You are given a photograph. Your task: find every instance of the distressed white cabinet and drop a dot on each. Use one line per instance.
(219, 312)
* * *
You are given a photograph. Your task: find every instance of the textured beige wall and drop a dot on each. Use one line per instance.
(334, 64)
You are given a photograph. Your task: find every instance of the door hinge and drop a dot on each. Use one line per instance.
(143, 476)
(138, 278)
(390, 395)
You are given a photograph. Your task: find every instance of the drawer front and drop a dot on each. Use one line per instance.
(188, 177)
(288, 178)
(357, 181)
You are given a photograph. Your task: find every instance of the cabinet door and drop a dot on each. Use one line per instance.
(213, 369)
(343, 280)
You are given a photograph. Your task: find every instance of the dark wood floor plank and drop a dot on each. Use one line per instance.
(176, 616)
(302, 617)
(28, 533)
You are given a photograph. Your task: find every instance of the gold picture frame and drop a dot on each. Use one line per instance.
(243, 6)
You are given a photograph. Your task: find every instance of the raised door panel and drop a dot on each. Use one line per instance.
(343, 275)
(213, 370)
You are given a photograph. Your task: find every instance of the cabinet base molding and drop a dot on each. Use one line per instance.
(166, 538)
* * *
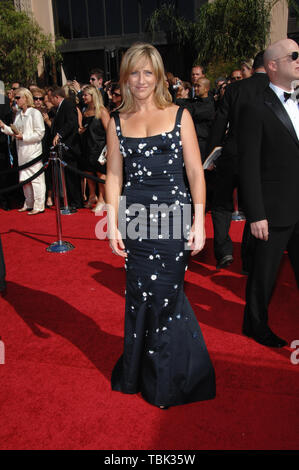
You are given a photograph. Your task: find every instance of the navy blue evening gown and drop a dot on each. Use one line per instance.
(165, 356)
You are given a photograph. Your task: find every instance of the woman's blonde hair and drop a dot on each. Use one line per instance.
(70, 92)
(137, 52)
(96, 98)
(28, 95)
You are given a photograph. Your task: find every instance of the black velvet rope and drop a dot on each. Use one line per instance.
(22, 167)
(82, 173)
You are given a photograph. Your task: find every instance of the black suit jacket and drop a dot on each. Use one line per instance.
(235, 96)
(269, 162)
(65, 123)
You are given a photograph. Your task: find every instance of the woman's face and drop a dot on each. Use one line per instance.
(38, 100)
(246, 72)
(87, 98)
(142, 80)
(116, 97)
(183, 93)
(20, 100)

Your goal
Please report every line above that contains the word "door" and copy each one in full. Case counts.

Response to this exercise
You are given a photograph. Your task: find every instance of the door hinge and drop a dot on each. Use one line per instance.
You are given a photograph. Your task: find every instance of the cabinet door and drop a dot on each. Use one line per instance.
You are given a photograph. Your task: find every instance of the raised door panel and drop a dot on each. Use one line per instance.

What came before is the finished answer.